France | France, Cour de cassation, Chambre sociale, 23 septembre 2009, 07-40844


LA COUR DE CASSATION, CHAMBRE SOCIALE, a rendu l'arrêt suivant :

Sur le moyen unique :
Attendu, selon l'arrêt attaqué (Paris, 28 mars 2006), que Mmes Marguerite et Marie Thérèse X... ont engagé en 1991 M. Z... en qualité de "gardien non-appointé"; qu'en contrepartie d'avantages en nature dont principalement l'occupation d'un logement dans un pavillon et le versement d'une indemnité de chauffage, M. Z... était chargé de l'entretien du jardin et du potager ; que la Fondation des orphelins apprentis d'Auteuil ayant été instituée légataire universelle après le décès de

Marguerite X..., est devenue propriétaire notamment du pavillon en avril ...

Informations fournies.

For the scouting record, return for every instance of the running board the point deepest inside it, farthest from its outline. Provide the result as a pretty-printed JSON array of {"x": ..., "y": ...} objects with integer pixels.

Énoncé écrit.
Recopiez à l'identique le passage de l'arrêt qui s'ouvre sur les mots contenant « LA COUR DE CASSATION, CHAMBRE » et se clôt sur « en avril ... ». Les lignes n'ont aucun rôle dans ce travail.

Résultat obtenu.
LA COUR DE CASSATION, CHAMBRE SOCIALE, a rendu l'arrêt suivant :

Sur le moyen unique :
Attendu, selon l'arrêt attaqué (Paris, 28 mars 2006), que Mmes Marguerite et Marie Thérèse X... ont engagé en 1991 M. Z... en qualité de "gardien non-appointé"; qu'en contrepartie d'avantages en nature dont principalement l'occupation d'un logement dans un pavillon et le versement d'une indemnité de chauffage, M. Z... était chargé de l'entretien du jardin et du potager ; que la Fondation des orphelins apprentis d'Auteuil ayant été instituée légataire universelle après le décès de

Marguerite X..., est devenue propriétaire notamment du pavillon en avril ...